OBJECTIVE → Set down exactly the lines from the one containing "Where can you spot the narrow" through the last line of the records below, both included, and nothing else.

(Point-based annotation data)
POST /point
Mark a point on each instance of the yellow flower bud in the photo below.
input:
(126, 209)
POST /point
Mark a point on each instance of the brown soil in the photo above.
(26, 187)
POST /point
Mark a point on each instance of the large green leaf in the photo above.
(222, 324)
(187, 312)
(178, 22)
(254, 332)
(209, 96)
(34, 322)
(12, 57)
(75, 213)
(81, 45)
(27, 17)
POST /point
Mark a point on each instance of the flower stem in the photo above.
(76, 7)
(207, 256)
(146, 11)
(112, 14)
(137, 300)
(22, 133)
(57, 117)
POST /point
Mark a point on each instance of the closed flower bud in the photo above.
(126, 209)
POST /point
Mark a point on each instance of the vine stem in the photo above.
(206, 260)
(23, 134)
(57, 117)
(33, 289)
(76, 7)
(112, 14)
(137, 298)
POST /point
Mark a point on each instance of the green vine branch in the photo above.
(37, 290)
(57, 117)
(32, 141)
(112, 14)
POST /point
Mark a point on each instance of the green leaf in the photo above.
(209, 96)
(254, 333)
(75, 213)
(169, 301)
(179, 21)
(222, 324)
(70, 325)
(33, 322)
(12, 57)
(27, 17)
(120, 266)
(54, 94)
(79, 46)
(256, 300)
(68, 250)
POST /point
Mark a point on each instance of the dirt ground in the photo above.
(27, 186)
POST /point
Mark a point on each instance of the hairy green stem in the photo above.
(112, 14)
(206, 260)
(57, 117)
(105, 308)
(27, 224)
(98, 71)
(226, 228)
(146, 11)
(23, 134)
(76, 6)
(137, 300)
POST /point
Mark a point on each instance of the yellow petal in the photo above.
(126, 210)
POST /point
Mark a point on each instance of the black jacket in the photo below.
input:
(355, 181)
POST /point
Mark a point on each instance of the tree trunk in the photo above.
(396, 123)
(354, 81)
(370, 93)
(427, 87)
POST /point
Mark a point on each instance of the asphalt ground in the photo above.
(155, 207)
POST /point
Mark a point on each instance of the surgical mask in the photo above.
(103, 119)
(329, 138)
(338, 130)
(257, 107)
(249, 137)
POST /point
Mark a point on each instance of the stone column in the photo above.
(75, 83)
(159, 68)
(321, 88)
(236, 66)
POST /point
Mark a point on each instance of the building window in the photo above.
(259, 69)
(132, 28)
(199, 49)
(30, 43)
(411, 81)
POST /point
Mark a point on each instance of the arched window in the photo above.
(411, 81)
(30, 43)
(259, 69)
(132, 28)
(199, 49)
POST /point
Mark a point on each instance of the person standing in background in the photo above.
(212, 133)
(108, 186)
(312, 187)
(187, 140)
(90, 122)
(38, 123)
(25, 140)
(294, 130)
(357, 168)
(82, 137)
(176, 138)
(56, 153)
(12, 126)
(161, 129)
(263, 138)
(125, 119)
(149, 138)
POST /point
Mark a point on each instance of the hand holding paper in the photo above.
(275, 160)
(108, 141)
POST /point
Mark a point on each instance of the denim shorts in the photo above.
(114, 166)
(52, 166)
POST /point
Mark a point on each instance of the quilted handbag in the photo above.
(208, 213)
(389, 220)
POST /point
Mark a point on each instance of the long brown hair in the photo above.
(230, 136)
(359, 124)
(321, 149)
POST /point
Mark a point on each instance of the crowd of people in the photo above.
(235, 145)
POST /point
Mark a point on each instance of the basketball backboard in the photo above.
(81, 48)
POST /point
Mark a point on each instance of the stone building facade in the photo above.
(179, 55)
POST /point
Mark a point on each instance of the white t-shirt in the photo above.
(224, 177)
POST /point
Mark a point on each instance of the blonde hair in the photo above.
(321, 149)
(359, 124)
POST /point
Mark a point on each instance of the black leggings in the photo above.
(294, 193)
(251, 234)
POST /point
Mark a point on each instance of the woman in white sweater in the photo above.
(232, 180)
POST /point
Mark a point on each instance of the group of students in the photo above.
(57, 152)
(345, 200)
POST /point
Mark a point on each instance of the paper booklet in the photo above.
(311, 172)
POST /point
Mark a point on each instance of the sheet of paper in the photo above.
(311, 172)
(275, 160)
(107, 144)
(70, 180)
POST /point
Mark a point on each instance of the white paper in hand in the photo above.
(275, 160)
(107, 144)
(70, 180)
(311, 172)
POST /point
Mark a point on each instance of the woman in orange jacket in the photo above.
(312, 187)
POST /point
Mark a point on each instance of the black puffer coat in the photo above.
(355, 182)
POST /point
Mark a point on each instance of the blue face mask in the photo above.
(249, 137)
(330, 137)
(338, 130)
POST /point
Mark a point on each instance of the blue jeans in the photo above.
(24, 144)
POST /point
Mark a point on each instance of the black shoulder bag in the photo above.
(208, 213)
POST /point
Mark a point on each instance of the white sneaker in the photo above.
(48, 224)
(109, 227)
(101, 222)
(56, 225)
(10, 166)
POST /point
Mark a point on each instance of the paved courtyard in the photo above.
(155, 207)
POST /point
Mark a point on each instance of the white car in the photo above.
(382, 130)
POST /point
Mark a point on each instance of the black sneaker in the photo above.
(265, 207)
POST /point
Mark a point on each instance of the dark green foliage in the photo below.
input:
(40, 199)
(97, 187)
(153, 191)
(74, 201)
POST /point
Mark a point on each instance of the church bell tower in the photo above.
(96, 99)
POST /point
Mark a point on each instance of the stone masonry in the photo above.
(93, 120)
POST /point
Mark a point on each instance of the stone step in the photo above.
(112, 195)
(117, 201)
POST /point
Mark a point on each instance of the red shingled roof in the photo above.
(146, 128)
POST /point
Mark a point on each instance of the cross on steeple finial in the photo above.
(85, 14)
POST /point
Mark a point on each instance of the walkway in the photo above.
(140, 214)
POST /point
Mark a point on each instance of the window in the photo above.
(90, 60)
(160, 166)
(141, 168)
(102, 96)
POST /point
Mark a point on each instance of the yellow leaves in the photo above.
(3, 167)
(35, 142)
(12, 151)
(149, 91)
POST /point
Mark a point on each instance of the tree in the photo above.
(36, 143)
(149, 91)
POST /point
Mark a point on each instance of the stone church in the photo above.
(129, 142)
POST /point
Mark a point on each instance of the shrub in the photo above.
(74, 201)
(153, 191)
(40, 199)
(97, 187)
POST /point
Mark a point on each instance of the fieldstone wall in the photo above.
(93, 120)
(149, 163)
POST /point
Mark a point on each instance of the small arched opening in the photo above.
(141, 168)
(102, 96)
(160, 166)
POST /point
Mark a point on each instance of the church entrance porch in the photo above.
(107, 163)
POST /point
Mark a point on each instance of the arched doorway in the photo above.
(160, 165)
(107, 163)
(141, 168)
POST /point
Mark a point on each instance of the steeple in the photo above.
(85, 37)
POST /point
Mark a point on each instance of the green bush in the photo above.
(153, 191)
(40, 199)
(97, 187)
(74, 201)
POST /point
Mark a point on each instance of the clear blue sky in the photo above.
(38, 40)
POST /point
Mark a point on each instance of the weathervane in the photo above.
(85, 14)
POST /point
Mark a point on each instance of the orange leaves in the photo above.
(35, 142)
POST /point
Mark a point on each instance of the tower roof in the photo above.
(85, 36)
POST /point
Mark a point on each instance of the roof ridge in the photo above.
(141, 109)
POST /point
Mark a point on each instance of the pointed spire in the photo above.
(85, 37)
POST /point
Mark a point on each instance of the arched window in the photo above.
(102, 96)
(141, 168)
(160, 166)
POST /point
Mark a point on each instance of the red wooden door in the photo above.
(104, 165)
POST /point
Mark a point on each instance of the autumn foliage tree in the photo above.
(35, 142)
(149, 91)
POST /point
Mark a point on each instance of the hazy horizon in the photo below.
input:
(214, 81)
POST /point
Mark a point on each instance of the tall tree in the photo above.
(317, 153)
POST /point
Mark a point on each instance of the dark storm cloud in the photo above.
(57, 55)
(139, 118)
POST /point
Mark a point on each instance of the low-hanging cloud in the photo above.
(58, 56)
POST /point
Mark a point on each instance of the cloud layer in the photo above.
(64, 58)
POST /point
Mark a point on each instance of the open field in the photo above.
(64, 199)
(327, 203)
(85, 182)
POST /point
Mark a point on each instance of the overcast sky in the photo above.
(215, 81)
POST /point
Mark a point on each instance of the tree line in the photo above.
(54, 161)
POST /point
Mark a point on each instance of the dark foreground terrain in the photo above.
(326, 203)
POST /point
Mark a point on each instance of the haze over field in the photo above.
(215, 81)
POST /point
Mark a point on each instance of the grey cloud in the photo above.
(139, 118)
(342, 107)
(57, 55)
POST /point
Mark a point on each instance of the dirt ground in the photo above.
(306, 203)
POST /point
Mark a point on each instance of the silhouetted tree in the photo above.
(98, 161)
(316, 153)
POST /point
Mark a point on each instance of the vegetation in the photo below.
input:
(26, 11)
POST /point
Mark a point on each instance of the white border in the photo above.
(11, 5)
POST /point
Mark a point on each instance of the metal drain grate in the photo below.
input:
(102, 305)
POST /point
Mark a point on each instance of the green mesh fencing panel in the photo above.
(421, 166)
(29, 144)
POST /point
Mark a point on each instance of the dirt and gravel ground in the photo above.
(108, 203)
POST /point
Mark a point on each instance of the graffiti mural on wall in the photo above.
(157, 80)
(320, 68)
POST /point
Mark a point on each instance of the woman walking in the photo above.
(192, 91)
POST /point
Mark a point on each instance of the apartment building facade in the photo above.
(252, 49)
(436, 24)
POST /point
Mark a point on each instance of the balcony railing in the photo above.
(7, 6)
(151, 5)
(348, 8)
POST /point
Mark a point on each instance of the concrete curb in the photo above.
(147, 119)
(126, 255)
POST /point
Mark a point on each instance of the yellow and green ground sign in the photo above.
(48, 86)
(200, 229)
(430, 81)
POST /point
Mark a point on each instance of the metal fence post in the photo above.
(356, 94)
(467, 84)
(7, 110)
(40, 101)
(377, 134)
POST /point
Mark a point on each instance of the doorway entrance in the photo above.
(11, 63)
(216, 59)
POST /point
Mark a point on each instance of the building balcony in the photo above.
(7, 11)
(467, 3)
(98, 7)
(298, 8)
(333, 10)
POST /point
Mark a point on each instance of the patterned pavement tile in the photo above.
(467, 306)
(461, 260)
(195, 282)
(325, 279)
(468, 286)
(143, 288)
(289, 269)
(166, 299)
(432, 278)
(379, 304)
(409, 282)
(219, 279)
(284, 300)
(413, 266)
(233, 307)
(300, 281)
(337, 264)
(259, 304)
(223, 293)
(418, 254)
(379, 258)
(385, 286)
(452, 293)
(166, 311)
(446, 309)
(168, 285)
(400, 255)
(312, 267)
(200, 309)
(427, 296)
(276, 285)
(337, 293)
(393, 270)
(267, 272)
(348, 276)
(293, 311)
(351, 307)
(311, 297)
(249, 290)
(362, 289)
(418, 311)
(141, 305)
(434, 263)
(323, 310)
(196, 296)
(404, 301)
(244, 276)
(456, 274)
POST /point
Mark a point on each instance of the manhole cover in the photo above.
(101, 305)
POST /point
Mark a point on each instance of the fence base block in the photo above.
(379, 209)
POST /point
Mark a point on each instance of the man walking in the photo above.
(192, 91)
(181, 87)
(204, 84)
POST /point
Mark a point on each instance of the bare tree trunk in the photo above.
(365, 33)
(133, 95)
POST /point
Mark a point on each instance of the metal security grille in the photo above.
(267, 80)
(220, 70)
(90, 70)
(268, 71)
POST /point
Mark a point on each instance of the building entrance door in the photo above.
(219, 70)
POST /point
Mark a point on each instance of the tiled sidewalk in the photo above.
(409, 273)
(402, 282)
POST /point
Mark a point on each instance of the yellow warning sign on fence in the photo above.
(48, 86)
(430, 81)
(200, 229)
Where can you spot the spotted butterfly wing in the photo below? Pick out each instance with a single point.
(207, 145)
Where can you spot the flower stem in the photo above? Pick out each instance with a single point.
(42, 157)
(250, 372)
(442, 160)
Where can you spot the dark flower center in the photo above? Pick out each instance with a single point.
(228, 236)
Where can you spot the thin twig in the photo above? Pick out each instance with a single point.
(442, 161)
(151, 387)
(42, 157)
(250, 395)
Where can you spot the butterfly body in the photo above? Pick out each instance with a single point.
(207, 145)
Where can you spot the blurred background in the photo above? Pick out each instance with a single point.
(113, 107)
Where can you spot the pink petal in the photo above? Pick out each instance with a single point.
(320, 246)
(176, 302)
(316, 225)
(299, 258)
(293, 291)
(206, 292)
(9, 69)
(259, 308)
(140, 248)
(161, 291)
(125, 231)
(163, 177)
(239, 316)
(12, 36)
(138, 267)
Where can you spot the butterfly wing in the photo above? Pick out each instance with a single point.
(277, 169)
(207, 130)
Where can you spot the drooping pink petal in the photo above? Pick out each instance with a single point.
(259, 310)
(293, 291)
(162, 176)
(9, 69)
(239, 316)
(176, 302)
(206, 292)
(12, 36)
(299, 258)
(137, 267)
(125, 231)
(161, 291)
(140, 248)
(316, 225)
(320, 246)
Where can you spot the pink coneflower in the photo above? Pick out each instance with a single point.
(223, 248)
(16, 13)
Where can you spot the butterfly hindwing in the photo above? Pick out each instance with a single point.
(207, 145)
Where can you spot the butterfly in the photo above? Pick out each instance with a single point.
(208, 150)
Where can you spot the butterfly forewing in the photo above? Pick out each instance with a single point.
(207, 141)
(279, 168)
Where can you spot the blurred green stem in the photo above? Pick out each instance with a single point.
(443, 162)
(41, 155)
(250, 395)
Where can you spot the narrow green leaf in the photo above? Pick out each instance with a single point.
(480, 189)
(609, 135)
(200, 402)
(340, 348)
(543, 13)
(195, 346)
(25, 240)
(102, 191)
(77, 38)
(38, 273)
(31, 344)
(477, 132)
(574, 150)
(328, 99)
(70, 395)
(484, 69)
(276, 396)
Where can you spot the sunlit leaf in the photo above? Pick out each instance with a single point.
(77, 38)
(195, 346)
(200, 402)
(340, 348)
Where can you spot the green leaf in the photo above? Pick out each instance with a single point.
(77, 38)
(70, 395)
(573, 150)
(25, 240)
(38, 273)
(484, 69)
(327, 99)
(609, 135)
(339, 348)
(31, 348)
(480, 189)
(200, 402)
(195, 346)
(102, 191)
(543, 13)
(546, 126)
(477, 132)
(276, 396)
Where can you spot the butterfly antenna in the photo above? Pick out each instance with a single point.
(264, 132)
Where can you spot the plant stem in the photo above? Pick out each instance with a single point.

WRITTEN RESPONSE →
Where can you spot the narrow green leaf in the photo above? Pick out each instance with a single point.
(480, 189)
(609, 135)
(200, 402)
(340, 348)
(543, 13)
(195, 346)
(25, 240)
(102, 191)
(77, 38)
(38, 273)
(31, 344)
(477, 132)
(574, 150)
(328, 99)
(70, 395)
(484, 69)
(276, 396)
Where can you spot the sunlit leaf in the photo above? Pick out each instance with a single point.
(77, 38)
(195, 346)
(200, 402)
(340, 348)
Where can you spot the green leaf in the photo above? Pick out each instance with a single point.
(77, 38)
(70, 395)
(573, 150)
(25, 240)
(38, 273)
(484, 69)
(327, 99)
(609, 135)
(339, 348)
(31, 348)
(480, 189)
(200, 402)
(195, 346)
(102, 191)
(543, 13)
(546, 126)
(477, 132)
(276, 396)
Where can you spot the butterfly antenna in the photo above? Pick out each instance with a single point.
(264, 132)
Where can you spot the plant stem in the photo above? Pick out each instance with a single point.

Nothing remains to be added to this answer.